# [What you will do]
Starting at the line with "Trace the outline of every instance of the dark" in it, reproduce each line below through the last one, exactly, and include nothing else.

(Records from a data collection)
========================================

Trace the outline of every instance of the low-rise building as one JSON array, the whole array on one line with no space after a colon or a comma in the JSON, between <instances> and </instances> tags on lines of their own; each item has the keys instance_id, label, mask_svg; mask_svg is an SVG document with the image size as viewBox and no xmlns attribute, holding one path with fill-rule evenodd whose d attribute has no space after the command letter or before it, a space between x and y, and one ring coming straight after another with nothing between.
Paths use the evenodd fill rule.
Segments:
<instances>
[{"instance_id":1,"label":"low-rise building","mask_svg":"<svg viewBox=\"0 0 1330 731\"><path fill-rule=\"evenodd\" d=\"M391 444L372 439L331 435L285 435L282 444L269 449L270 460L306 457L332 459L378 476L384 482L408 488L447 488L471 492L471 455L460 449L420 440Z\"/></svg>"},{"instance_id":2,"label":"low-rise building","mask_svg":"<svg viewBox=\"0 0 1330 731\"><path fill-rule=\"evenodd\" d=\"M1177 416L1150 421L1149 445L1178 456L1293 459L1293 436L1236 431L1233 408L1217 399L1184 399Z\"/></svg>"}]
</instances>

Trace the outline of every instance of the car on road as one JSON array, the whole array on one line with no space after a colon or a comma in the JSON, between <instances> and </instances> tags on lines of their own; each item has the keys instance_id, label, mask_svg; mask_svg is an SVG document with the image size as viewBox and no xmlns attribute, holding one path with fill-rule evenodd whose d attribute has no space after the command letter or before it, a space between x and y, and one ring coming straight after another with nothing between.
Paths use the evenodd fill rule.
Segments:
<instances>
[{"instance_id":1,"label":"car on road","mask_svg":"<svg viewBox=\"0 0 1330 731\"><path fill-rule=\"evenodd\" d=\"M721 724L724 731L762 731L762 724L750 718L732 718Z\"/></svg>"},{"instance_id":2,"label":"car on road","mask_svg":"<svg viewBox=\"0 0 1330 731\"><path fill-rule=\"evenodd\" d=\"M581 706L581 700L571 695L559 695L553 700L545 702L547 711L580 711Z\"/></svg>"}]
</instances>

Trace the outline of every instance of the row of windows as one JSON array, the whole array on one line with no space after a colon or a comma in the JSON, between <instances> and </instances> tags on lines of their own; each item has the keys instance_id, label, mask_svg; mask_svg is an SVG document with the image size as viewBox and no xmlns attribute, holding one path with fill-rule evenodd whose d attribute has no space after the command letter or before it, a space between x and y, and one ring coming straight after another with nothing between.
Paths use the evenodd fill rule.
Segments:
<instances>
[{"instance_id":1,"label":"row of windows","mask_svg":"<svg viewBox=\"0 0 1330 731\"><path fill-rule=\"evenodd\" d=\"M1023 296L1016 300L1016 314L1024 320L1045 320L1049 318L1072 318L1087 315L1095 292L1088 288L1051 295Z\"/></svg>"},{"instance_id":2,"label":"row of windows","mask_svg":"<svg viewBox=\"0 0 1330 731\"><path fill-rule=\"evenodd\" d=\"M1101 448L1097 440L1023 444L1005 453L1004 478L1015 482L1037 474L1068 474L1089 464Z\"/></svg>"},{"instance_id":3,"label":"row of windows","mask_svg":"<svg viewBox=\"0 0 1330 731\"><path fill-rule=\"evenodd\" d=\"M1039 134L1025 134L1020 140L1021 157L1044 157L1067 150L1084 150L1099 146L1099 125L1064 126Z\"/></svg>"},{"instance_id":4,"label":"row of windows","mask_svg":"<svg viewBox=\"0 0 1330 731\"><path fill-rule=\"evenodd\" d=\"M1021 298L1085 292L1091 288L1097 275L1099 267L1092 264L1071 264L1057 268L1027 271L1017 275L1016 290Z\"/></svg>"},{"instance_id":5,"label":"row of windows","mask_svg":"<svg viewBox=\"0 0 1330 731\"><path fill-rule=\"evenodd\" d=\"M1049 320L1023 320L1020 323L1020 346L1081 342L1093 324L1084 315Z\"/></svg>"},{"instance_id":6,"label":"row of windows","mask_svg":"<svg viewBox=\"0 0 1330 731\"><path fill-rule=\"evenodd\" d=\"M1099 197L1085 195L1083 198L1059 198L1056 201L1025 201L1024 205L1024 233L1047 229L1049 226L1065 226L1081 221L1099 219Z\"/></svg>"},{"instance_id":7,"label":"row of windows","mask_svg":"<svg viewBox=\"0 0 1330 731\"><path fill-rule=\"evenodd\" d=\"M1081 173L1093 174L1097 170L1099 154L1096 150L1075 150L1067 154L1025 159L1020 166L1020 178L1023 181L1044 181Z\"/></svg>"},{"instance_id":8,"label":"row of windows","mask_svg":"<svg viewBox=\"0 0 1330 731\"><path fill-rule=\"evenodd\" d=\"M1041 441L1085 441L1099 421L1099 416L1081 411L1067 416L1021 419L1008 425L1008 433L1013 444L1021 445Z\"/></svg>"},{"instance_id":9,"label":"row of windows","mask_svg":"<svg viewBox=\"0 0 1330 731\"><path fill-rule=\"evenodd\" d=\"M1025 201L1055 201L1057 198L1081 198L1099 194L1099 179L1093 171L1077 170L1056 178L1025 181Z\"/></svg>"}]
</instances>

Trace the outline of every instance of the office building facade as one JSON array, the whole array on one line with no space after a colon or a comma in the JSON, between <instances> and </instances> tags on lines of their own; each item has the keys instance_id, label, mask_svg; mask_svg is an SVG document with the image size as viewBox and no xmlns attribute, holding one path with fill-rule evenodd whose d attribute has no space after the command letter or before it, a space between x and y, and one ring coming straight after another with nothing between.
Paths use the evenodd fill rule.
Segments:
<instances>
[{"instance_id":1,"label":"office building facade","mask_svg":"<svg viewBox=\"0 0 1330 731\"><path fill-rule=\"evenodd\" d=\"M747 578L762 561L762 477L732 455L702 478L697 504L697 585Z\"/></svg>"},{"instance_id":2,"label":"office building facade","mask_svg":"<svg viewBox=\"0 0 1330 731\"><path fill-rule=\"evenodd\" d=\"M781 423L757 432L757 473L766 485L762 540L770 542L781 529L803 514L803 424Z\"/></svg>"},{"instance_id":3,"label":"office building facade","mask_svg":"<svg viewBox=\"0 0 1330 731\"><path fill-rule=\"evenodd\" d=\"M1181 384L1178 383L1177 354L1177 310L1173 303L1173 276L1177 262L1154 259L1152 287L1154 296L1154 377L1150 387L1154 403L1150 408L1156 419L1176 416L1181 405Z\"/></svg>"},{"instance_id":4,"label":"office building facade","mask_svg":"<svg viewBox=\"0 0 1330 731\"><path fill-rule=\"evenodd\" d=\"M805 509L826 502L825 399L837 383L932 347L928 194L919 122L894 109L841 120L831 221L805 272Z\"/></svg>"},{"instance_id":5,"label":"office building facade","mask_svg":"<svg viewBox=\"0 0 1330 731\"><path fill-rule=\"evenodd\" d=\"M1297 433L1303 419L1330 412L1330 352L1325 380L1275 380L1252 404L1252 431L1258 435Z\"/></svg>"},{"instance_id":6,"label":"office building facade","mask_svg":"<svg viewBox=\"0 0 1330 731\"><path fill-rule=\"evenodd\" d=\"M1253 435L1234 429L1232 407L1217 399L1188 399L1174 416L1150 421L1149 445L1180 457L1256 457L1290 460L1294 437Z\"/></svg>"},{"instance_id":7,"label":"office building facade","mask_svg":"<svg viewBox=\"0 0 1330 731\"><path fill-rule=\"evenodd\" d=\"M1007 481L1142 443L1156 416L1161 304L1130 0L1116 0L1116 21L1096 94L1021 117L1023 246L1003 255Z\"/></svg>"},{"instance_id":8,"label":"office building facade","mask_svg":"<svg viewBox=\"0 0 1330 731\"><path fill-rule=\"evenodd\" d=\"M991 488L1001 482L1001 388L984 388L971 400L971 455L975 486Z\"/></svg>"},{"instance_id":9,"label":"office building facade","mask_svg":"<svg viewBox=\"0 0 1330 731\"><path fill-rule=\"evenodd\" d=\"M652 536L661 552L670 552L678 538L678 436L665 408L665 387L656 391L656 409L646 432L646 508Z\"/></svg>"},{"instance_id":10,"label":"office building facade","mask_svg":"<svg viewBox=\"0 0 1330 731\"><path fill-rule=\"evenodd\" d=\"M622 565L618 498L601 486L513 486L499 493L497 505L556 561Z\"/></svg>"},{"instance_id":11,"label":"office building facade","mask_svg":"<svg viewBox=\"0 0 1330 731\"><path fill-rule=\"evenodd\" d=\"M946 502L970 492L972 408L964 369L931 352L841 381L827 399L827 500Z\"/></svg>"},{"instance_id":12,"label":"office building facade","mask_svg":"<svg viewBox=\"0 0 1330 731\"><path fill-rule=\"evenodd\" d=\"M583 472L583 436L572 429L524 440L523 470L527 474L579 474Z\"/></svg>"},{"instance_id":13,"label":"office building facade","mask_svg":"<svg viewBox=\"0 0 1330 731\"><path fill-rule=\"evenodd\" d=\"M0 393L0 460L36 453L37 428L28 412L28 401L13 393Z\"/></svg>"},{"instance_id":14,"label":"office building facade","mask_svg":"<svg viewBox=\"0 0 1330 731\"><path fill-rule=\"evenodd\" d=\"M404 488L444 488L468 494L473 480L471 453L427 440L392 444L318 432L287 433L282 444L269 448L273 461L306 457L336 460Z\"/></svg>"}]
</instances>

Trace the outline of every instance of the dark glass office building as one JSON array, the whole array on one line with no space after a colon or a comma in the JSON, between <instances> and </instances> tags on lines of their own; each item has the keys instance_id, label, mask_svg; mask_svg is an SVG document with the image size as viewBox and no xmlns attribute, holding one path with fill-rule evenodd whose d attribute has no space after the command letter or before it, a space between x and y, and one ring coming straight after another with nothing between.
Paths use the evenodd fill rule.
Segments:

========================================

# [Output for this task]
Trace the outline of every instance of the dark glass office building as one JSON array, the whole array on one line with no space after a colon or a comma in the JSON, between <instances> and </instances> tags on lines of their own; each item has the keys instance_id, label, mask_svg; mask_svg is an SVG document with the image size as viewBox and no xmlns attribute, holding one path with fill-rule evenodd whose d attribute has no space after the command letter or before it, a space between x and y, and one ring coming straight after another with nothing between.
Paths use the evenodd fill rule.
Segments:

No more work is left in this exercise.